What to do ->
In the material below, swap every "Target" for "Item" and leave everything else unchanged. Leave the pictures out of your answer.

Point annotation records:
>>>>>
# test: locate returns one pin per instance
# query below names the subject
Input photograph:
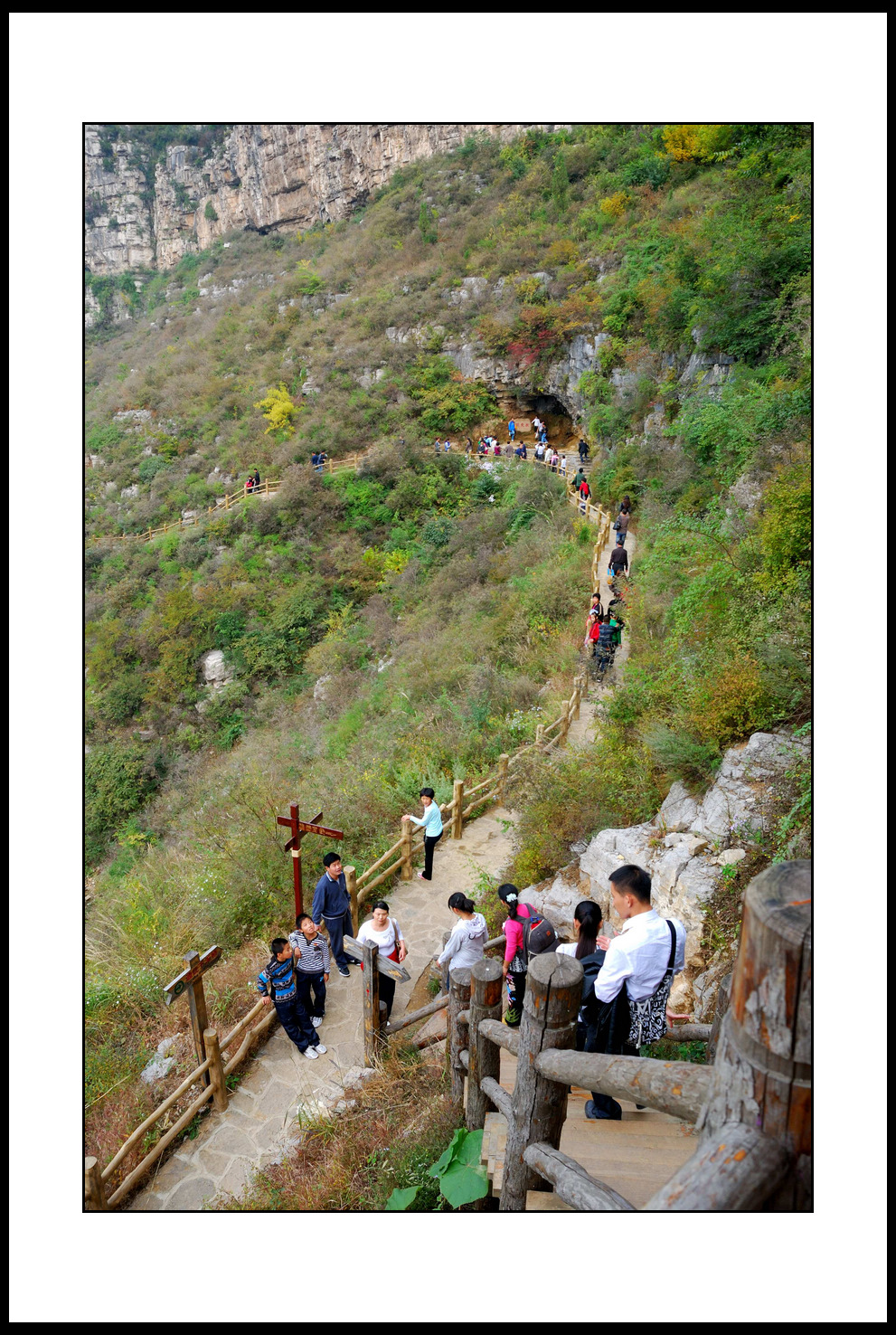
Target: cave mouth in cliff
(562, 431)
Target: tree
(279, 410)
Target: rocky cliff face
(684, 847)
(263, 176)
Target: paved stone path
(279, 1087)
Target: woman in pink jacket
(514, 955)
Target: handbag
(649, 1015)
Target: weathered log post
(215, 1070)
(457, 1037)
(372, 1004)
(408, 866)
(352, 885)
(763, 1070)
(485, 1057)
(94, 1188)
(549, 1011)
(504, 760)
(457, 810)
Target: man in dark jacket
(618, 558)
(332, 908)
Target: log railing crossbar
(752, 1105)
(493, 788)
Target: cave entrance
(562, 431)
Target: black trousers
(308, 986)
(294, 1018)
(429, 844)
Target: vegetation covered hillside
(409, 622)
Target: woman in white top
(467, 942)
(385, 932)
(431, 824)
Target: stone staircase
(636, 1156)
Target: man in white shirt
(636, 962)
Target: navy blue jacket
(332, 897)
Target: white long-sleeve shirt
(431, 821)
(638, 956)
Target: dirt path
(280, 1087)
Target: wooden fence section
(400, 857)
(752, 1105)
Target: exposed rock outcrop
(263, 176)
(680, 847)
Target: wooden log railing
(750, 1107)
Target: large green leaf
(402, 1198)
(447, 1158)
(462, 1183)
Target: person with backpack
(332, 908)
(311, 955)
(637, 972)
(618, 560)
(467, 942)
(431, 824)
(526, 932)
(385, 932)
(588, 922)
(278, 984)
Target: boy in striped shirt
(311, 956)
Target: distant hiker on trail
(618, 558)
(637, 973)
(520, 930)
(332, 908)
(311, 956)
(467, 942)
(431, 824)
(385, 932)
(277, 983)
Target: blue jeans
(294, 1018)
(308, 983)
(336, 928)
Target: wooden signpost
(190, 981)
(294, 844)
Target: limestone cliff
(262, 176)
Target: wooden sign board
(178, 986)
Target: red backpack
(538, 934)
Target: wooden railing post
(763, 1070)
(94, 1188)
(408, 866)
(504, 760)
(549, 1012)
(352, 885)
(458, 1000)
(372, 1004)
(457, 810)
(485, 1057)
(215, 1070)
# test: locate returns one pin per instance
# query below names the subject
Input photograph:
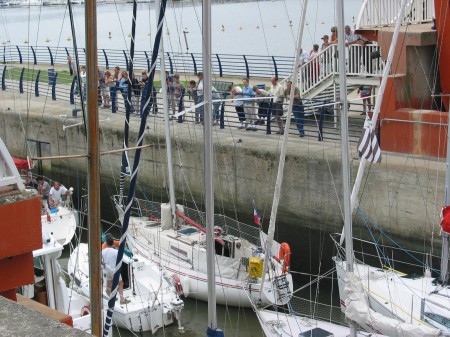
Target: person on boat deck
(109, 258)
(199, 90)
(73, 71)
(333, 37)
(56, 192)
(276, 90)
(297, 108)
(247, 92)
(123, 86)
(43, 188)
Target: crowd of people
(251, 103)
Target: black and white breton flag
(368, 144)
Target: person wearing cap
(326, 55)
(56, 192)
(354, 55)
(297, 108)
(315, 64)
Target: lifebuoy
(86, 310)
(285, 256)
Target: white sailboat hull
(277, 324)
(153, 299)
(62, 224)
(185, 256)
(417, 300)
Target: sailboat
(383, 298)
(174, 236)
(150, 301)
(49, 287)
(154, 302)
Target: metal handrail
(381, 13)
(409, 121)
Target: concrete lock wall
(403, 194)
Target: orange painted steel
(442, 11)
(21, 227)
(22, 233)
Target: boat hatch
(316, 332)
(188, 231)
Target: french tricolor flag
(256, 217)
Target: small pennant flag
(368, 144)
(256, 217)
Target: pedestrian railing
(361, 60)
(321, 122)
(188, 63)
(381, 13)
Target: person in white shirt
(354, 55)
(109, 259)
(277, 91)
(56, 192)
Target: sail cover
(22, 164)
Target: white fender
(185, 282)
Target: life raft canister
(285, 256)
(86, 310)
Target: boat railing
(310, 309)
(394, 258)
(152, 210)
(381, 13)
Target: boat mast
(280, 172)
(147, 102)
(94, 218)
(172, 200)
(209, 168)
(376, 110)
(445, 236)
(344, 147)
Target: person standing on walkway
(297, 107)
(263, 105)
(113, 89)
(248, 93)
(276, 90)
(365, 91)
(199, 111)
(236, 93)
(74, 72)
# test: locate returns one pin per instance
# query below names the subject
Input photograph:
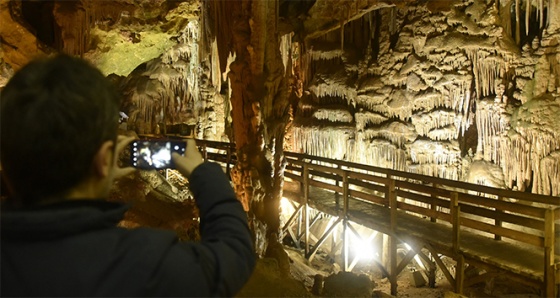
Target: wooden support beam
(498, 222)
(480, 278)
(407, 258)
(393, 275)
(289, 223)
(306, 205)
(459, 274)
(440, 264)
(321, 240)
(345, 243)
(549, 239)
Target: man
(59, 145)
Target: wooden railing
(523, 217)
(489, 210)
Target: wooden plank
(329, 176)
(424, 212)
(503, 217)
(422, 199)
(423, 188)
(318, 169)
(449, 183)
(368, 177)
(325, 185)
(293, 176)
(503, 205)
(367, 197)
(371, 186)
(504, 232)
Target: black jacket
(75, 249)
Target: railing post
(433, 206)
(498, 222)
(336, 194)
(306, 205)
(549, 239)
(345, 243)
(455, 222)
(393, 240)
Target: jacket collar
(60, 219)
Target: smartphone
(155, 154)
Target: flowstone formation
(453, 90)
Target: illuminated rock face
(411, 86)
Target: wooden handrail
(422, 195)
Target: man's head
(55, 114)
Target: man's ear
(103, 161)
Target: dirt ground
(268, 281)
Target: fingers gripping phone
(155, 154)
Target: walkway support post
(345, 220)
(455, 221)
(549, 267)
(393, 241)
(306, 205)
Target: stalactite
(492, 124)
(527, 16)
(321, 141)
(517, 23)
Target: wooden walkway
(502, 232)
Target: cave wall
(464, 90)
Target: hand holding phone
(192, 159)
(155, 154)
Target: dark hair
(55, 113)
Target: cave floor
(267, 281)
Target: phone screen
(154, 154)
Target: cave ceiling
(410, 84)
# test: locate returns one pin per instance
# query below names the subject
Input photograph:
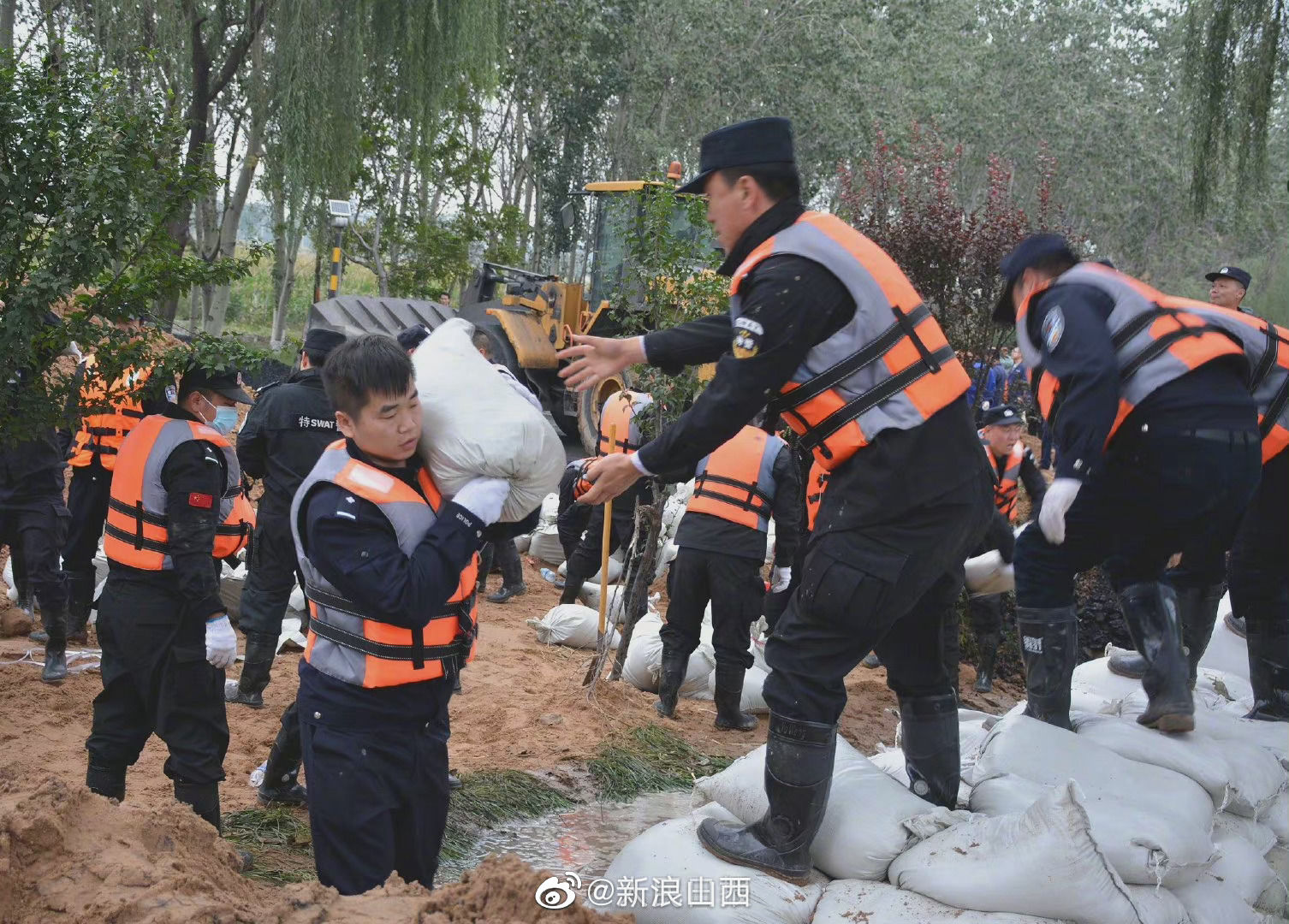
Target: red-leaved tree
(914, 206)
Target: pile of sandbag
(478, 425)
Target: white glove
(1057, 500)
(221, 643)
(484, 498)
(520, 388)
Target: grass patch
(280, 840)
(489, 798)
(649, 759)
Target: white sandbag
(847, 901)
(670, 850)
(1244, 779)
(1238, 826)
(571, 625)
(544, 545)
(1042, 862)
(1240, 868)
(1212, 903)
(863, 827)
(476, 424)
(753, 699)
(1171, 814)
(644, 661)
(615, 572)
(989, 574)
(1275, 898)
(549, 509)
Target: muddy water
(583, 840)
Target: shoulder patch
(1054, 326)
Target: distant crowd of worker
(838, 412)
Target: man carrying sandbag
(825, 325)
(389, 570)
(1158, 450)
(722, 540)
(619, 435)
(1001, 435)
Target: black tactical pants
(270, 579)
(735, 588)
(156, 681)
(888, 589)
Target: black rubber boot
(56, 649)
(1150, 611)
(1197, 611)
(669, 684)
(80, 601)
(798, 776)
(1268, 660)
(280, 786)
(109, 781)
(203, 798)
(929, 735)
(260, 649)
(988, 646)
(1049, 646)
(728, 696)
(507, 593)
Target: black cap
(1231, 274)
(323, 341)
(226, 382)
(410, 338)
(754, 142)
(1001, 414)
(1031, 252)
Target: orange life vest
(137, 526)
(1006, 489)
(888, 366)
(815, 486)
(738, 481)
(1153, 346)
(354, 646)
(619, 412)
(102, 433)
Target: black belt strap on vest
(815, 435)
(873, 351)
(757, 501)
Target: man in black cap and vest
(284, 435)
(177, 509)
(282, 438)
(1158, 450)
(1227, 287)
(828, 331)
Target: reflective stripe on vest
(353, 644)
(1006, 489)
(738, 481)
(815, 488)
(1153, 346)
(888, 366)
(621, 410)
(102, 435)
(137, 530)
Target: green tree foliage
(88, 195)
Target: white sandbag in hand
(1042, 862)
(863, 827)
(573, 625)
(476, 425)
(670, 850)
<<<<<
The reply ->
# test: locate returns one pin per instance
# query below names the subject
Input photograph:
Item: cave mouth in cliff
(562, 431)
Item: tree
(279, 410)
Item: rocky cliff face
(684, 847)
(263, 176)
Item: paved stone path
(279, 1087)
Item: woman in pink jacket
(514, 955)
Item: handbag
(649, 1015)
Item: weathered log post
(215, 1070)
(457, 1037)
(372, 1004)
(408, 866)
(352, 885)
(763, 1070)
(485, 1057)
(94, 1188)
(549, 1011)
(504, 760)
(457, 810)
Item: man in dark jacket
(618, 558)
(332, 908)
Item: log railing crossbar
(752, 1105)
(493, 788)
Item: cave entrance
(562, 431)
Item: black trousers
(308, 986)
(294, 1018)
(429, 844)
Item: vegetation covered hillside
(409, 622)
Item: woman in white top
(467, 942)
(385, 932)
(431, 824)
Item: stone staircase
(636, 1156)
Item: man in white shirt
(636, 962)
Item: navy blue jacket
(332, 897)
Item: white long-sleeve shirt
(431, 821)
(638, 956)
Item: dirt path
(280, 1087)
Item: wooden fence section
(400, 857)
(752, 1105)
Item: exposed rock outcrop
(263, 176)
(680, 847)
Item: wooden log railing
(750, 1107)
Item: large green leaf
(402, 1198)
(447, 1158)
(462, 1183)
Item: person with backpack
(332, 908)
(311, 955)
(637, 972)
(618, 560)
(467, 942)
(431, 824)
(526, 932)
(385, 932)
(588, 922)
(278, 984)
Item: boy in striped shirt
(311, 956)
Item: distant hiker on trail
(618, 558)
(637, 973)
(520, 930)
(332, 908)
(311, 956)
(467, 942)
(431, 824)
(385, 932)
(277, 983)
Item: blue jeans
(294, 1018)
(308, 983)
(336, 928)
Item: wooden signpost
(190, 981)
(294, 844)
Item: limestone cliff
(262, 176)
Item: wooden sign board
(178, 986)
Item: red backpack
(538, 934)
Item: wooden railing post
(763, 1070)
(94, 1188)
(408, 866)
(504, 760)
(549, 1012)
(352, 885)
(458, 1000)
(372, 1004)
(457, 810)
(485, 1057)
(215, 1070)
# test: locate returns one pin per instance
# query below names the subject
Input photograph:
Item: person on boat deck
(109, 258)
(199, 90)
(73, 71)
(333, 37)
(56, 192)
(276, 90)
(297, 108)
(247, 92)
(123, 86)
(43, 188)
Item: crowd of people
(251, 103)
Item: black and white breton flag
(368, 144)
Item: person wearing cap
(326, 55)
(56, 192)
(354, 55)
(297, 108)
(315, 64)
Item: lifebuoy
(86, 310)
(285, 256)
Item: white sailboat hull
(277, 324)
(153, 299)
(62, 224)
(185, 256)
(417, 300)
Item: sailboat
(383, 298)
(174, 236)
(150, 301)
(49, 287)
(154, 302)
Item: metal handrail
(381, 13)
(409, 121)
Item: concrete lock wall
(403, 194)
Item: orange painted steel
(442, 11)
(21, 227)
(22, 233)
Item: boat hatch
(316, 332)
(188, 231)
Item: french tricolor flag
(256, 217)
Item: small pennant flag
(368, 144)
(256, 217)
Item: pedestrian railing
(361, 60)
(321, 122)
(188, 63)
(381, 13)
Item: person in white shirt
(354, 55)
(109, 259)
(277, 91)
(56, 192)
Item: sail cover
(22, 164)
Item: white fender
(185, 282)
Item: life raft canister
(285, 256)
(86, 310)
Item: boat railing
(310, 309)
(394, 258)
(152, 210)
(381, 13)
Item: boat mast
(280, 172)
(147, 102)
(94, 218)
(172, 200)
(209, 168)
(376, 110)
(445, 236)
(344, 147)
Item: person standing on walkway
(297, 107)
(263, 105)
(113, 89)
(248, 93)
(276, 90)
(365, 91)
(199, 111)
(236, 93)
(74, 72)
# test: locate returns one pin per instance
# query below names the subject
Input photograph:
Item: wooden support beam
(498, 222)
(480, 278)
(407, 258)
(393, 275)
(289, 223)
(306, 205)
(459, 274)
(440, 264)
(321, 240)
(345, 243)
(549, 239)
Item: man
(59, 145)
Item: wooden railing
(523, 217)
(489, 210)
Item: wooden plank
(329, 176)
(424, 212)
(503, 217)
(422, 199)
(423, 188)
(318, 169)
(449, 183)
(368, 177)
(325, 185)
(293, 176)
(503, 205)
(367, 197)
(371, 186)
(504, 232)
Item: black jacket
(75, 249)
Item: railing post
(433, 206)
(498, 222)
(336, 194)
(306, 205)
(549, 239)
(345, 243)
(455, 222)
(393, 240)
Item: jacket collar
(60, 219)
Item: smartphone
(155, 154)
Item: flowstone formation
(453, 90)
Item: illuminated rock face
(411, 86)
Item: wooden handrail
(422, 195)
Item: man's head
(55, 114)
Item: man's ear
(103, 161)
Item: dirt ground
(268, 281)
Item: fingers gripping phone
(155, 154)
Item: walkway support post
(345, 220)
(455, 221)
(549, 267)
(393, 241)
(306, 205)
Item: stalactite
(492, 124)
(527, 16)
(321, 141)
(517, 23)
Item: wooden walkway
(502, 232)
Item: cave wall
(464, 90)
Item: hand holding phone
(192, 159)
(155, 154)
Item: dark hair
(55, 113)
Item: cave floor
(267, 281)
Item: phone screen
(154, 154)
Item: cave ceiling
(410, 84)
# test: locate returns one pin per instance
# query below names the subject
Input photograph:
Item: red-leaved tree
(914, 206)
Item: pile of sandbag
(478, 425)
Item: white glove
(1057, 500)
(221, 643)
(484, 498)
(520, 388)
Item: grass patch
(280, 840)
(489, 798)
(649, 759)
Item: white sandbag
(847, 901)
(670, 850)
(1244, 779)
(1238, 826)
(571, 625)
(544, 545)
(1042, 862)
(1240, 868)
(1212, 903)
(863, 827)
(476, 424)
(753, 699)
(1171, 814)
(644, 661)
(615, 572)
(989, 574)
(1275, 898)
(549, 509)
Item: muddy water
(583, 840)
Item: shoulder patch
(1054, 326)
Item: distant crowd of worker
(838, 412)
Item: man carrying sandbag
(825, 325)
(389, 570)
(1158, 450)
(722, 540)
(619, 435)
(1001, 435)
Item: black tactical pants
(270, 579)
(735, 588)
(156, 681)
(888, 589)
Item: black rubber boot
(56, 649)
(1150, 611)
(1197, 611)
(669, 684)
(80, 601)
(798, 776)
(1268, 660)
(280, 786)
(109, 781)
(203, 798)
(929, 735)
(260, 649)
(988, 646)
(1049, 646)
(728, 696)
(507, 593)
Item: black cap
(1231, 274)
(323, 341)
(226, 382)
(410, 338)
(754, 142)
(1001, 414)
(1031, 252)
Item: orange life vest
(137, 526)
(1006, 489)
(888, 366)
(815, 486)
(738, 481)
(1153, 346)
(354, 646)
(619, 412)
(102, 433)
Item: black belt strap on vest
(815, 435)
(873, 351)
(757, 501)
Item: man in black cap and vest
(284, 435)
(177, 509)
(282, 438)
(1158, 450)
(1227, 287)
(828, 331)
Item: reflective stripe on vest
(353, 644)
(1006, 489)
(738, 481)
(815, 488)
(1153, 346)
(888, 366)
(621, 410)
(102, 435)
(137, 530)
Item: green tree foliage
(88, 195)
Item: white sandbag in hand
(1042, 862)
(863, 827)
(573, 625)
(476, 425)
(670, 850)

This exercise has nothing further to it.